_Required actions_
a) Decide whether each statement below agrees with the Genesis text. For each one, answer yes or no and quote the words of the text that decide it.
(i) Joseph's brothers planned to kill him but instead sold him into slavery.
(ii) Joseph told his brothers who he was on their first trip to Egypt.
(iii) In the Genesis 38 story, God puts one of Jacob's sons to death.
b) Write out the part of the Genesis text starting with "The stated lesson" and going on through "his brother's widow.", keeping every word the same.

* to encourage a reasoned awareness of how our beliefs impact the way we interact with the world around us
* to foster intelligent and open dialogue
* to inspire a sense of spirituality that has real meaning in day-to-day life

Tuesday, November 22, 2011

The End of the Beginning: Concluding Genesis and Articulating Spiritual Premises to Move Beyond the Biblical Purpose of Cultural Preservation

Except for an odd tale of intrigue in Genesis 38 and a scene in which God renames Jacob "Israel" (even though the stranger Jacob wrestled with by the stream had already done so), the remainder of Genesis is about Joseph, one of Jacob's sons.  It is through Joseph that Jacob and his children wind up settling in Egypt, which is important for the cultural narrative of the Jewish people.  Basically, the story is that Joseph's brothers conspired to kill him because he was Jacob's favorite (and Joseph had prophetic dreams that his brothers would be bowing down to him), but then decided to fake his death and sell him into slavery.  These are the same men that wiped out a city because their sister had been defiled, but perhaps matters are different when it's your little brother that Daddy likes best.

Through various events, Joseph gets himself into and out of prison in Egypt and winds up as an influential overseer helping Egypt prepare for a coming famine.  Jacob's other sons go to Egypt to buy grain, and Joseph toys with them for a few trips before revealing that he is their brother, alive and well and bearing no grudge against them.  He tells them to get everyone from Canaan and come to live in Egypt, where he'll see to it that they're taken care of.  Of course, things don't turn out as well for Jacob's descendents in Egypt as the generations wear on, but through the momentary use of his influence, Joseph is able to make life a little bit easier on his father and brothers. 

The stated lesson derived from Joseph's story is that God was working in the actions of Joseph's brothers when they sold him into slavery; God took a malicious act and used it for good.  Good toward the people who had committed the malicious act and good for the victim of the malicious act.  Given the entire narrative up to this point, this benevolence may seem slightly incongruous, since the paradigm has been set that wicked people earn punishment and righteous people earn reward.  In that Genesis 38 story, God even puts one of Jacob's grandsons to death because he "spills his seed on the ground" when he's supposed to be impregnating his brother's widow.

_Given data_

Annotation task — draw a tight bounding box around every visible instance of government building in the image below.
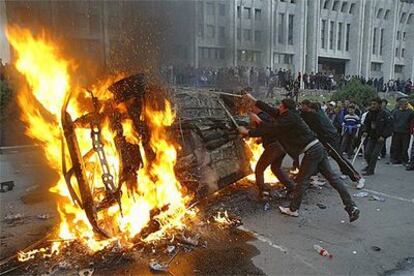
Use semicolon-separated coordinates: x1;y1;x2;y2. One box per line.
0;0;414;81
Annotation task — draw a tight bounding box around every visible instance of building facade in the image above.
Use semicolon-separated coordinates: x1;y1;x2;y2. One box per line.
192;0;414;81
0;0;414;81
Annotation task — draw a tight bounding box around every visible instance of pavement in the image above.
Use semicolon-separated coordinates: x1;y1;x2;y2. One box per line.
0;147;414;275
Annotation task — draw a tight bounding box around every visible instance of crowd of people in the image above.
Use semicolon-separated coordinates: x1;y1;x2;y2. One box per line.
161;65;413;94
234;88;414;222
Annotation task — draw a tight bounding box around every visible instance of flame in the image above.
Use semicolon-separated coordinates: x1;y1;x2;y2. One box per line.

_Task solutions_
a)
(i) Yes: "conspired to kill him because he was Jacob's favorite" and "then decided to fake his death and sell him into slavery"
(ii) No: "Joseph toys with them for a few trips before revealing that he is their brother"
(iii) No: "God even puts one of Jacob's grandsons to death"

b)
The stated lesson derived from Joseph's story is that God was working in the actions of Joseph's brothers when they sold him into slavery; God took a malicious act and used it for good.  Good toward the people who had committed the malicious act and good for the victim of the malicious act.  Given the entire narrative up to this point, this benevolence may seem slightly incongruous, since the paradigm has been set that wicked people earn punishment and righteous people earn reward.  In that Genesis 38 story, God even puts one of Jacob's grandsons to death because he "spills his seed on the ground" when he's supposed to be impregnating his brother's widow.